Task description: Extract every line of the entries below that contains the string "tattoo", treating uppercase and lowercase letters as distinct.
begin Data for this task
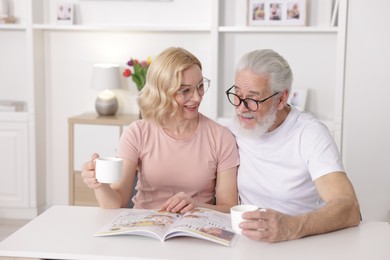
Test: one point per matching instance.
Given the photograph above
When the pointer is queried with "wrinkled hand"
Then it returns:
(179, 203)
(88, 173)
(269, 226)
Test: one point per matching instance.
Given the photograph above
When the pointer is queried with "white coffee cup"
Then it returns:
(108, 169)
(236, 215)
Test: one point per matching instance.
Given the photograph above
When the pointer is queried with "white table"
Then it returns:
(66, 232)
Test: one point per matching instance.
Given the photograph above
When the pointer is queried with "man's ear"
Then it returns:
(283, 99)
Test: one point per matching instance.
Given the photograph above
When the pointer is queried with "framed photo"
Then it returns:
(298, 98)
(277, 12)
(65, 13)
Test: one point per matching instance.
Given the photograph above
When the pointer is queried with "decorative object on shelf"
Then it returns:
(281, 12)
(138, 74)
(105, 77)
(65, 13)
(298, 98)
(5, 16)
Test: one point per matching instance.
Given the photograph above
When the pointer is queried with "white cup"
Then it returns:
(236, 215)
(108, 169)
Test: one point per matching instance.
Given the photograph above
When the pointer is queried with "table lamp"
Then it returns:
(105, 76)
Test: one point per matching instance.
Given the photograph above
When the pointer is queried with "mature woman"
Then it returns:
(184, 160)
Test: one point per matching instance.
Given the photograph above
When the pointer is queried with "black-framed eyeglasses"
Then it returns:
(187, 91)
(250, 103)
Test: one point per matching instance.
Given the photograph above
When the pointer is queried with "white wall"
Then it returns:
(366, 138)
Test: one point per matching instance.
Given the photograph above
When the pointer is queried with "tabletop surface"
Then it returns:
(67, 232)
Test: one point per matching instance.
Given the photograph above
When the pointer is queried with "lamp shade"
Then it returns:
(105, 76)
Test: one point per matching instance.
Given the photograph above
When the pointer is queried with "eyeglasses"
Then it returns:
(187, 91)
(250, 104)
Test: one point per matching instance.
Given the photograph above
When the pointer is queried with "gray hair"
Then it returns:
(270, 63)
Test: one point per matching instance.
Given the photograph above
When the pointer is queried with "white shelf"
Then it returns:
(270, 29)
(12, 27)
(132, 28)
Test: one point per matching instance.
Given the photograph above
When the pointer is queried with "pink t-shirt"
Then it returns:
(167, 166)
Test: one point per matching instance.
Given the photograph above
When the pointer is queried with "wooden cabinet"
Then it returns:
(89, 133)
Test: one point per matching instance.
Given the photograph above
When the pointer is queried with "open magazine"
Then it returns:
(200, 223)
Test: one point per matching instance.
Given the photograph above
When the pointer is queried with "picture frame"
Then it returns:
(297, 98)
(65, 13)
(276, 12)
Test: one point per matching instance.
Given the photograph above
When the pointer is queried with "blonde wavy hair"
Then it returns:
(157, 99)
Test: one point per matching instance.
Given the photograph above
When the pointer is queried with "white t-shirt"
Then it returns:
(277, 170)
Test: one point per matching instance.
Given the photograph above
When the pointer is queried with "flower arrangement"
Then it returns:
(138, 75)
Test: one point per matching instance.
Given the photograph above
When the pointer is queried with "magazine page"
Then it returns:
(206, 224)
(152, 223)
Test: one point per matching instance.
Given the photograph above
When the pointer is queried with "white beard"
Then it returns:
(261, 127)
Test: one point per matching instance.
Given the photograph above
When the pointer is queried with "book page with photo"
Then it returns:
(200, 223)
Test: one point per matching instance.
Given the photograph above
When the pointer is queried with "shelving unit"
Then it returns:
(56, 61)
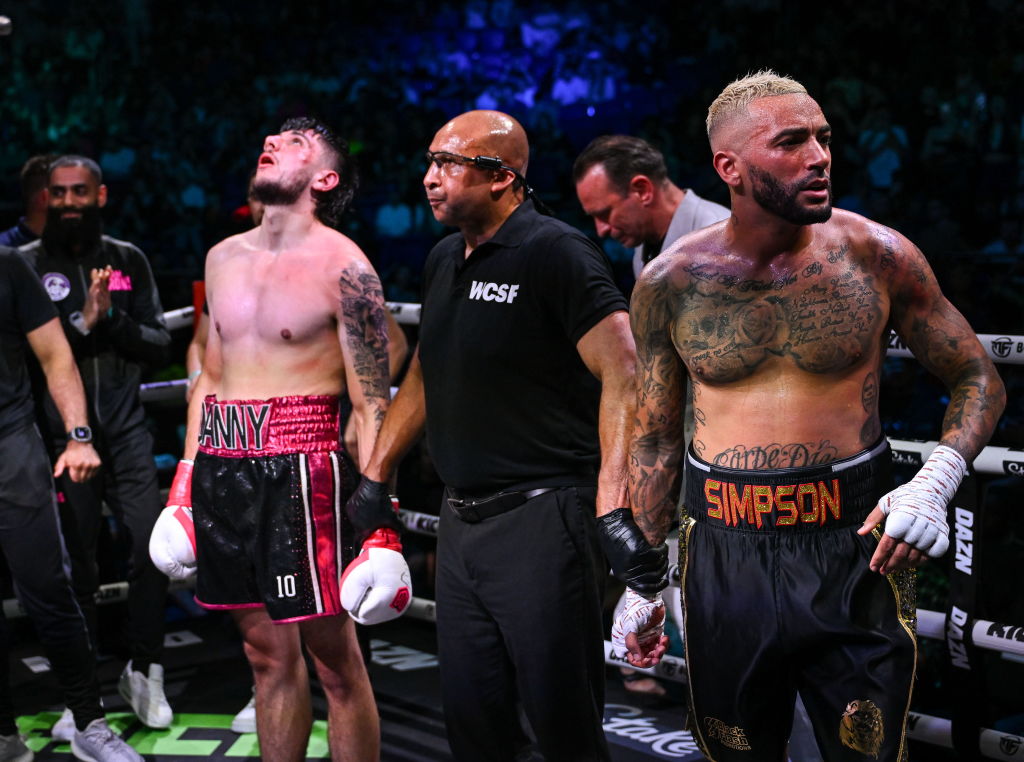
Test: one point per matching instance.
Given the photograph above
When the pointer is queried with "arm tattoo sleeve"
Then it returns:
(366, 334)
(655, 449)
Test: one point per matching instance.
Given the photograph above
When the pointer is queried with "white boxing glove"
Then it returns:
(172, 544)
(916, 511)
(643, 616)
(376, 586)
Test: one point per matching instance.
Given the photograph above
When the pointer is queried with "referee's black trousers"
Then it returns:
(519, 600)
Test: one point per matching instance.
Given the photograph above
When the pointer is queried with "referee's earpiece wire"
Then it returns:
(496, 164)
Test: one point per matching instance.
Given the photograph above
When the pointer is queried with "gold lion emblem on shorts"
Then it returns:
(861, 727)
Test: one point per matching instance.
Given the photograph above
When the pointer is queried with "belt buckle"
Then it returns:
(465, 511)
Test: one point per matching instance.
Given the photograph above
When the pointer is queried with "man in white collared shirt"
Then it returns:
(623, 184)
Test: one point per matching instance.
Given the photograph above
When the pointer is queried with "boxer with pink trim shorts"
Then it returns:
(268, 493)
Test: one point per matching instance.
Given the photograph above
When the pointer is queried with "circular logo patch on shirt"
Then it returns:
(56, 285)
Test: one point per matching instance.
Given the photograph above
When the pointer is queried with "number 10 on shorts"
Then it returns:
(286, 586)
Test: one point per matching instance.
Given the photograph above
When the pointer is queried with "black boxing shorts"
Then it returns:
(268, 494)
(778, 598)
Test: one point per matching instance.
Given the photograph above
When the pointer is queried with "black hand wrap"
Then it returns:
(370, 508)
(634, 560)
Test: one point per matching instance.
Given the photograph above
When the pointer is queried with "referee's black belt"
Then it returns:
(474, 509)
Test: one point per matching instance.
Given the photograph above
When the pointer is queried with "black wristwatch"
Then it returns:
(81, 433)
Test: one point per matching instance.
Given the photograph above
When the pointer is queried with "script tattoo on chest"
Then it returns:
(776, 455)
(825, 319)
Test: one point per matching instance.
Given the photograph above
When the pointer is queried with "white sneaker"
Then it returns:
(98, 744)
(64, 729)
(245, 721)
(145, 695)
(12, 749)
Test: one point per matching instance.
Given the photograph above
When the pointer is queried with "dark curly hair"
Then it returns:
(330, 204)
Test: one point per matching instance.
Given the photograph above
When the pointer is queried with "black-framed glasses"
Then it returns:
(443, 159)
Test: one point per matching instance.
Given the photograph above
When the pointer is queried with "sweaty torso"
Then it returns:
(784, 355)
(275, 315)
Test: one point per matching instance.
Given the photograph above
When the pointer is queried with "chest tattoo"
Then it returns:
(825, 319)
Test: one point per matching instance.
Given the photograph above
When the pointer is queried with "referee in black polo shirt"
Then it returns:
(523, 379)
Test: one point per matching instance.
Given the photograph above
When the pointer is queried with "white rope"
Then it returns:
(991, 635)
(928, 729)
(1000, 347)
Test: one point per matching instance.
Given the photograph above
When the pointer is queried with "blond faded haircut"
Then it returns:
(737, 95)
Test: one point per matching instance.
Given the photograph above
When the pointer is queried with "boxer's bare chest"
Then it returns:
(823, 315)
(271, 300)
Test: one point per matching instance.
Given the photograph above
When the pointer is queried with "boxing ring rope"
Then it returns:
(1007, 639)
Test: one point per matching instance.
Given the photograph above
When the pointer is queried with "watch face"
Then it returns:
(81, 433)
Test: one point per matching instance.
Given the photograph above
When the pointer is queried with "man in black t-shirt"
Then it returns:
(110, 309)
(30, 536)
(523, 380)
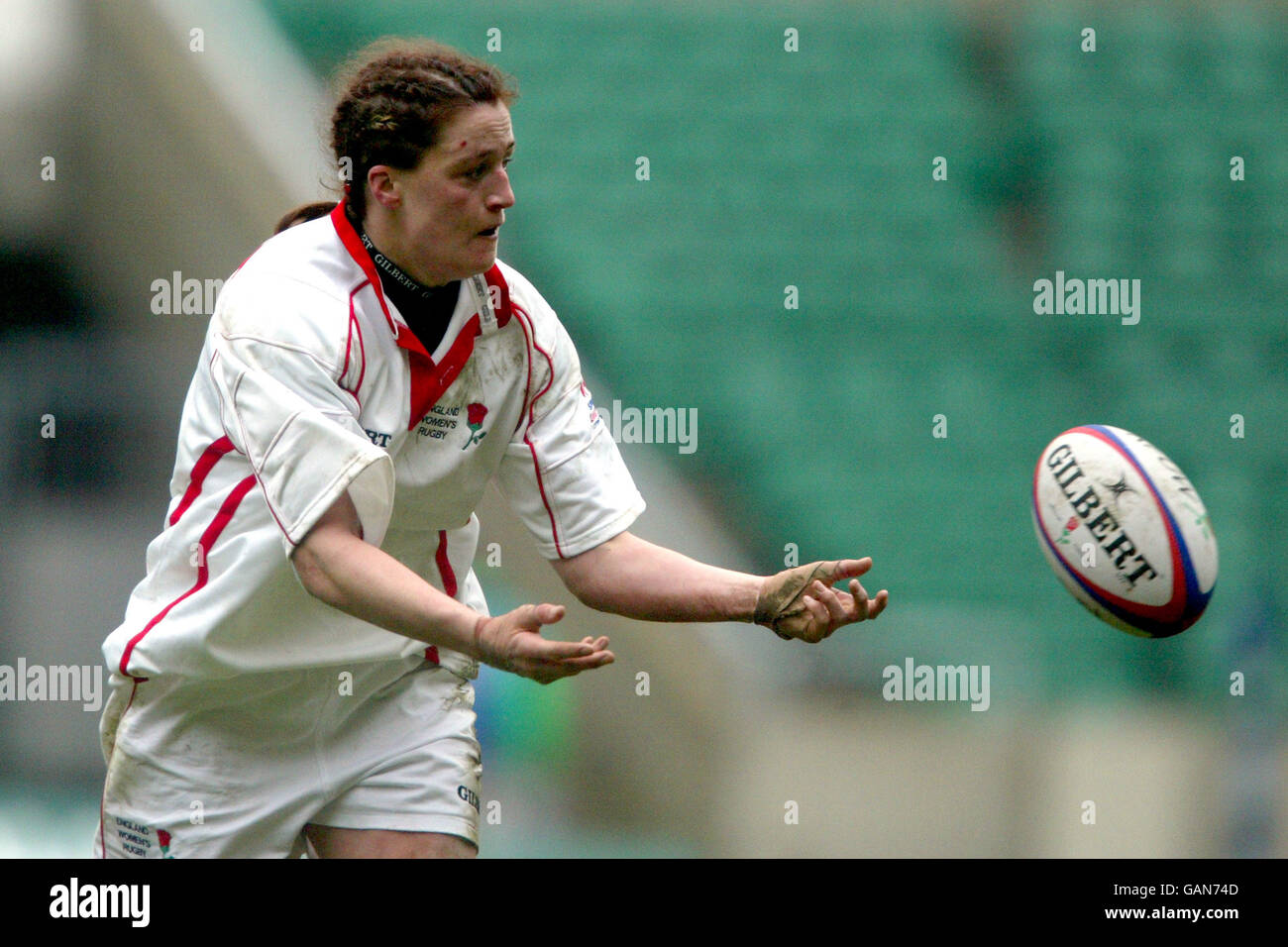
end Data for this task
The solution:
When the pointer is queried with "arm tattoo sleeve"
When the pointer is queried with "script tattoo on chest"
When the pointer is queried with "chest tattoo"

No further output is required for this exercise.